Reproduce every line of the material below word for word, changing nothing.
* Start Provided data *
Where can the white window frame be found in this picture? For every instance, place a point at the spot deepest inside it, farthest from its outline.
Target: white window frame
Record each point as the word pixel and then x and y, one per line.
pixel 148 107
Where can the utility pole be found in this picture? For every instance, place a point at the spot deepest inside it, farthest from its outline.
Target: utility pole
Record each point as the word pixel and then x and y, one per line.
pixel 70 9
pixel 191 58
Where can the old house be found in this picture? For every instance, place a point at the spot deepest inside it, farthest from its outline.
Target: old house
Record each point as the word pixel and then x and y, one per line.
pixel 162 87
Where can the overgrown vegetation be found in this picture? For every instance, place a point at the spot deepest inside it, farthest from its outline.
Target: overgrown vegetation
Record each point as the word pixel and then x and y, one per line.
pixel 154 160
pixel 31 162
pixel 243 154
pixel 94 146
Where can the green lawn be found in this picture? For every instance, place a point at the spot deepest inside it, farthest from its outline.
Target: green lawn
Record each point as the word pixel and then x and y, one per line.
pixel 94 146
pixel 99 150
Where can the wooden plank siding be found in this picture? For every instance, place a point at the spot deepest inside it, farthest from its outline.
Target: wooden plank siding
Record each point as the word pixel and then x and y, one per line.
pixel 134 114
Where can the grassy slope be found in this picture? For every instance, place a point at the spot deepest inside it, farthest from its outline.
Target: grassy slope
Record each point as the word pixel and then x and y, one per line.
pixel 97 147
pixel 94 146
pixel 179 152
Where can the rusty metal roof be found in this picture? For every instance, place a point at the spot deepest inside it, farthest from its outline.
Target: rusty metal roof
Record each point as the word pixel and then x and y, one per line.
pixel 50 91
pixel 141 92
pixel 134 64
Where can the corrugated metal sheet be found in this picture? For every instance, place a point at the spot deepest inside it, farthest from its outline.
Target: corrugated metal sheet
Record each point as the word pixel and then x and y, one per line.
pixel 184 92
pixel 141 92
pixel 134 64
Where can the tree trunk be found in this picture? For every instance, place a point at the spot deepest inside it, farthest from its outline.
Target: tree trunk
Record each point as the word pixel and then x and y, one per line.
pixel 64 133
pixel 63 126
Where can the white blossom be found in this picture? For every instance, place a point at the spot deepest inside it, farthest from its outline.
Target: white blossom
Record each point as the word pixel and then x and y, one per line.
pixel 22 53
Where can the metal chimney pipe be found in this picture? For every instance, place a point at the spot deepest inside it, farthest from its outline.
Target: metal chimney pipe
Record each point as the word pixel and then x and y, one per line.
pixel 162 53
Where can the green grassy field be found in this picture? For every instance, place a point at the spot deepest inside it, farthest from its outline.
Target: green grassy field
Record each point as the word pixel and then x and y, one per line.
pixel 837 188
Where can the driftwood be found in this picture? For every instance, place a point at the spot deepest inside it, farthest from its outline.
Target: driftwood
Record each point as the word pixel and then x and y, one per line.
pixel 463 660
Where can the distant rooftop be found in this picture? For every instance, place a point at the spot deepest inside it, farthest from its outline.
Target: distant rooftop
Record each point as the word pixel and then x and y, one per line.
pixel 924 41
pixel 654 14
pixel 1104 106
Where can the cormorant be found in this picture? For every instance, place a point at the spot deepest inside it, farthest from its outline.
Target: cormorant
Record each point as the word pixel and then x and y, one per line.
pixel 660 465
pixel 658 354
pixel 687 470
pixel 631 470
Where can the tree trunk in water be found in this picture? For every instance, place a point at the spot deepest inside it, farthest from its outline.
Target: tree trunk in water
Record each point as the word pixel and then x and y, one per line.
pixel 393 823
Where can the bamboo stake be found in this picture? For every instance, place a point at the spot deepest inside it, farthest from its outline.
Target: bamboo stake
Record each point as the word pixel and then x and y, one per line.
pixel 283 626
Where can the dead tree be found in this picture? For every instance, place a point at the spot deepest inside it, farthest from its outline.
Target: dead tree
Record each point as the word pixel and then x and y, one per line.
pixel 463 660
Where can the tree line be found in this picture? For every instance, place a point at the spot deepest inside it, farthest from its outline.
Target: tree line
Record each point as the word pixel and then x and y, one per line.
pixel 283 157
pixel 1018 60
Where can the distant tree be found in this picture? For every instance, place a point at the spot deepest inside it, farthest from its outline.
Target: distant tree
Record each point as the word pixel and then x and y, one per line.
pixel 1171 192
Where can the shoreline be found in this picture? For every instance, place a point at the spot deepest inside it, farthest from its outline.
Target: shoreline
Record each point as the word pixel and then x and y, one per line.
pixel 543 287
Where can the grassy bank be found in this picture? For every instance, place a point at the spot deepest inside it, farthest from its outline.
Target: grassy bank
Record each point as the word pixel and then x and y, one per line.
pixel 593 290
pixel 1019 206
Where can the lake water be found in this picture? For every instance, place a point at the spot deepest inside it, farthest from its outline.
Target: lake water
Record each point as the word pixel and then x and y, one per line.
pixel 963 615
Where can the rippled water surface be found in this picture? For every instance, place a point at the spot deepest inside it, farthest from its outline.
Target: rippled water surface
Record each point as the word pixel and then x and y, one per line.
* End Provided data *
**Written solution:**
Where can the white window frame be found in this picture? For every instance, place a point at the spot deepest inside it, farthest from its outline.
Target: white window frame
Record each point as the word pixel and then x and y, one per line.
pixel 148 107
Where can the utility pole be found in this picture? For every instance, place a point at the spot deepest inside it, farthest from its outline.
Target: utility pole
Record each point as the word pixel and then x and y, one per line.
pixel 70 9
pixel 191 58
Where can the old house be found in this picture? For every instance, place a point at the spot deepest inside it, farthest from its outline.
Target: old house
Record each point as the word pixel and then x and y, one per line.
pixel 162 87
Where can the overgrown vegetation be found in this picture? For every instance, place a point at the spot deepest inside it, farthest from its outline.
Target: overgrown vegetation
Record each point as the word pixel and then x and y, one per line.
pixel 154 160
pixel 31 162
pixel 243 154
pixel 94 146
Where can the green lawn be found in this picture? For every instance, place a point at the spot deepest inside it, farthest from its outline.
Target: green lawn
Record each point as the word pixel and then x and y, one per line.
pixel 94 146
pixel 99 150
Where can the wooden plank siding be found in this picture? For every instance, place a point at the spot deepest inside it, farthest from its outline.
Target: wooden plank siding
Record each point as the word pixel and then x and y, one per line.
pixel 134 114
Where can the grassy slope be found in this picture? For every instance, place a point at the spot deepest inside it, farthest from its outline.
Target: grassy slope
Record each point as the word pixel and then x and y, one per line.
pixel 97 147
pixel 94 146
pixel 179 152
Where can the rusty metal roof be found in this picture? For every instance, place a point at the spot deepest inside it, farthest from its outline.
Target: rusty metal roof
Record each point as the word pixel and then x and y, one per line.
pixel 50 91
pixel 141 92
pixel 134 64
Where can the corrugated metal sheet be found in this picture? For every instance, place a point at the spot deepest inside it, farthest from its outline.
Target: corrugated metal sheet
Record each point as the word pixel and then x and y, one per line.
pixel 184 92
pixel 141 92
pixel 134 64
Where can the tree trunk be found in this picture? For every instance, place a point at the spot deepest inside it, farthest from its outline.
Target: tree trunk
Record each point as the word pixel and then x and y, one per line.
pixel 64 133
pixel 63 126
Where can the white blossom be found in this picture? For every instance, place a point at the spot deepest inside it, farthest from its outline.
Target: white blossom
Record each point as the word pixel and then x and y, one per line.
pixel 22 53
Where can the metal chimney pipe be found in this picture? For every instance, place a point at the spot deepest inside it, farthest from its outline.
Target: metal chimney pipe
Record each point as the word pixel and then x and y, one per line.
pixel 162 53
Where can the green grassy field be found in this picture? For every instance, place a point at the spot deepest inside it, farthest from its outline.
Target: green grassy field
Record each point as the word pixel and then x and y, one per line.
pixel 837 188
Where can the driftwood be found in this picture? For every instance, place a point at the spot deepest inside it, farthest from its outline.
Target: driftwood
Record each point as the word pixel and then x and y, one per line.
pixel 463 660
Where can the distant rooftop be found in this picture? For every instance, place a point at the spot deepest inside it, farthest from its outline.
Target: distant rooftop
Record each point as the word pixel and then x and y, one per line.
pixel 924 41
pixel 654 14
pixel 1104 106
Where can the cormorant be found in this picture? For every instance, place a point at the spot deepest inside it, farthest from its outline.
Target: cormorant
Record each point as the word pixel and then x and y, one per line.
pixel 660 465
pixel 658 354
pixel 687 470
pixel 631 470
Where can the tree trunk in water be found in this picture? For every instance, place a point at the spot deepest inside it, farthest from its outline.
Target: tree trunk in water
Record each point as the word pixel and then x and y, one per line.
pixel 393 823
Where can the bamboo stake be found in this picture? For every instance, place a point at the spot deepest inside it, farthest from its outline.
Target: bamboo stake
Record each point as the word pixel and then x and y, one per line.
pixel 283 626
Where can the dead tree be found in this picture? For every instance, place a point at the spot deepest inside it, farthest from its outline.
Target: dead tree
Record each point as the word pixel and then x and y, one per line.
pixel 463 660
Where can the tree line be found in this picture? For every instance, place a point at the spot deepest inside it, farthest from its outline.
Target: tree line
Record each point as the word pixel and then x and y, one per line.
pixel 283 157
pixel 1018 60
Where can the distant tree be found in this picture? For every instance, place a point at the spot deepest inside it, farthest from its outline.
Target: distant tree
Record each point as the word pixel and then x and y, one per line.
pixel 1171 192
Where can the shoreline be found in this picture? For every instance, place a point at the spot deepest inside it, farthest from its outline.
Target: shoreline
Record each point as the word pixel and then x and y, one per line.
pixel 543 287
Where can the grassy bank be found in this picture? For every instance, place a point at the spot deepest inside it, farthest from its outline.
Target: grassy bank
Record each point as the word pixel and then x and y, one per line.
pixel 593 290
pixel 1019 206
Where can the lake water be found in this picture? For every instance, place a point at the spot deepest inside it, farthest from its outline.
Target: lake water
Record each point as the word pixel and then x and y, one per line.
pixel 963 615
Where can the rippled water surface be found in this picture? For every instance, place a point at the spot deepest inside it, farthest from its outline.
Target: rippled water surface
Record each point as the word pixel and then x and y, one per line.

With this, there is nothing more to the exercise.